§ **Instructions for the task**:
Please carry on the forum thread below about integrating piecewise functions, writing what comes after its final line.

Just look what f[x] gives you and try to understand that when Integrate
doesn't call your function with a numeric value it always gets 0. The
solution is

f[x_] := Piecewise[{{1/9 x^2, 0 < x <= 3}}, 0];
cdfSlow[x_] := Integrate[f[v], {v, -\[Infinity], x}];

cdfSlow

1/27

The cdf is slow in this case since every call to cdf integrates the
expression again. Here it is better to integrate algebraically and use
the result.
Look what this gives:

Assuming[Element[x, Reals], Integrate[f[v], {v, -\[Infinity], x}]]

so you know the integral explicitely.

cdfFast[x_] :=
Evaluate[Assuming[Element[x, Reals],
Integrate[f[v], {v, -\[Infinity], x}]]]

With this I have for the call

Plot[cdfFast[x], {x, -1, 5}, PlotPoints -> 100] // AbsoluteTiming

0.007639 seconds and with your definition 3.741658 seconds.

Cheers
Patrick

On Sun, 2009-11-29 at 05:12 -0500, michael partensky wrote:
> Hi! Teaching the continuous distributions, I needed to introduce the
> piecewise functions.
> Here is the example that did not work well:
>
> In:= f1[x_] /; 0 < x <= 3 := 1/9  x ^2;
> f1[x_] := 0;
>
> Plot[f1[x],{x,-1,4}] works fine. However, the results for cdf are ambiguous
> In:= cdf[x_] := Integrate[f1[v], {v, -\[Infinity], x}]
>
> In:= cdf
> Out= 0
>
> I thought that may be the second definition (for some reason) overwrote the
> first, but apparently this was not the case.
>
> Then I tried using Which,
>
> f1[x_] := Which[0 < x <= 3, x^2/9, x <= 0 || x > 3, 0];
>
> Plot[f2[x], {x, -1, 4}] worked fine.
>
> However, Plotting CDF is very slow.
>
> What is the reason for the first error and how to accelerate (compile?)  the
> second?
>
> Thanks
> Michael
>
> PS: I was aware about the issues with the derivatives of Piecewise
> functions, but expected  integration to be safe. What did i do wrong?
>
> On Tue, Nov 24, 2009 at 5:50 AM, Bill Rowe <readnews at sbcglobal.net> wrote:
>
> > On 11/23/09 at 6:53 AM, lshifr at gmail.com (Leonid Shifrin) wrote:
> >
> > >Hi, Michael.

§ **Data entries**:
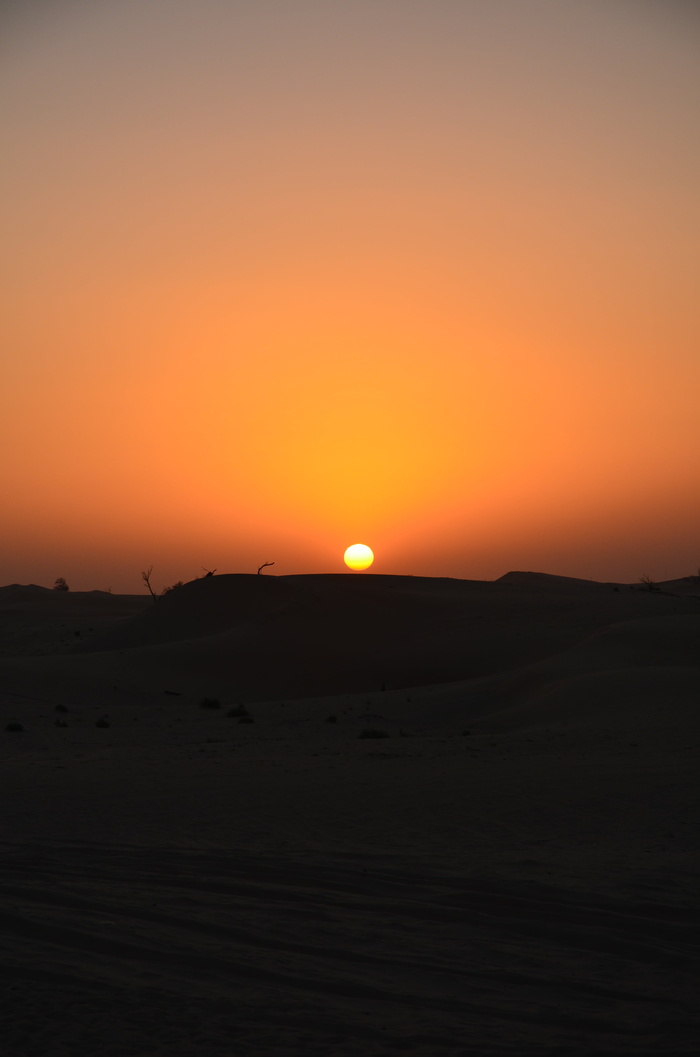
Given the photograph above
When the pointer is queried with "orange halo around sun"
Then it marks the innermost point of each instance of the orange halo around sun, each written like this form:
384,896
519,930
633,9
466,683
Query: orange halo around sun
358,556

§ **Exercise output**:
> >
> > >Your solution is indeed very memory -  hungry due to the mapping of
> > >Permutations, as you mentioned. The total number of permutations can
> > >be easily deduced from the list of multiplicities of elements in a
> > >given partition: n!/(n1!n2!...nk!), where n1, ..., nk are
> > >multiplicities of elements, and n is the length of the partition:
> > >n=n1+...+nk. The multiplicities can be obtained by Tally. The
> > >following modification can be realistically used in a much wider
> > >region of the problem's parameter space than your original one, and
> > >may possibly serve your needs.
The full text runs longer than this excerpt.